**WORK ORDER**
All of the data below needs to be set down once more, exactly as written.
DATA EXTRACT START
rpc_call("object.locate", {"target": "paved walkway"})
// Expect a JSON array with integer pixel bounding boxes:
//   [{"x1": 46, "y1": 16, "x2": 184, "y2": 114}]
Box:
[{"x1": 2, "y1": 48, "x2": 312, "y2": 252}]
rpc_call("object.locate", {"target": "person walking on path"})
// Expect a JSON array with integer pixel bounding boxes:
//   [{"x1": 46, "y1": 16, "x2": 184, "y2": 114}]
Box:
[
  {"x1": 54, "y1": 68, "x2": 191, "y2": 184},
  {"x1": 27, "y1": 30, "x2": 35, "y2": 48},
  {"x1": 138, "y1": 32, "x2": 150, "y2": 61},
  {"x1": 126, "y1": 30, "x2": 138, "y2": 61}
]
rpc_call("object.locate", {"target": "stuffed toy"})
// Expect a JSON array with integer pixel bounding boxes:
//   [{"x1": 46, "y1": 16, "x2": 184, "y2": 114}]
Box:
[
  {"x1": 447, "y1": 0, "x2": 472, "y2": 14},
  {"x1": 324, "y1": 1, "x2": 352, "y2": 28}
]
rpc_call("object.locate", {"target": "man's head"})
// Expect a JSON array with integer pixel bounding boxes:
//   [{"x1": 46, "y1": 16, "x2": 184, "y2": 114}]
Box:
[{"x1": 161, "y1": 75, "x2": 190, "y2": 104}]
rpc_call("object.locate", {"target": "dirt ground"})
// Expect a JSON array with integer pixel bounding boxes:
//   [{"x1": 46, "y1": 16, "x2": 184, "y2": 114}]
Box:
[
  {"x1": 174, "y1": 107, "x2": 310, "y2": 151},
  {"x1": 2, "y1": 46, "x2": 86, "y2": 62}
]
DATA EXTRACT END
**YOUR RESPONSE**
rpc_call("object.locate", {"target": "paved walkway"})
// Expect a JSON array with integer pixel bounding boxes:
//   [{"x1": 46, "y1": 16, "x2": 184, "y2": 114}]
Box:
[{"x1": 2, "y1": 48, "x2": 312, "y2": 252}]
rpc_call("object.locate", {"target": "person walking on path"})
// Expect a JSON array with integer pixel bounding boxes:
//   [{"x1": 46, "y1": 16, "x2": 184, "y2": 114}]
Box:
[
  {"x1": 54, "y1": 68, "x2": 191, "y2": 184},
  {"x1": 27, "y1": 30, "x2": 35, "y2": 48},
  {"x1": 138, "y1": 32, "x2": 150, "y2": 61},
  {"x1": 126, "y1": 30, "x2": 138, "y2": 61}
]
rpc_call("object.locate", {"target": "stuffed toy"})
// Expect a JSON array with integer pixel bounding boxes:
//   [{"x1": 46, "y1": 16, "x2": 184, "y2": 114}]
Box:
[
  {"x1": 447, "y1": 0, "x2": 472, "y2": 14},
  {"x1": 324, "y1": 1, "x2": 352, "y2": 28}
]
rpc_call("object.locate", {"target": "man's head"})
// Expect a JSON array with integer pixel bounding boxes:
//   [{"x1": 46, "y1": 16, "x2": 184, "y2": 114}]
Box:
[{"x1": 161, "y1": 75, "x2": 190, "y2": 104}]
rpc_call("object.locate", {"target": "dirt ground"})
// Expect a JSON array with integer pixel bounding boxes:
//   [{"x1": 46, "y1": 16, "x2": 184, "y2": 114}]
Box:
[
  {"x1": 174, "y1": 107, "x2": 310, "y2": 151},
  {"x1": 2, "y1": 46, "x2": 86, "y2": 62}
]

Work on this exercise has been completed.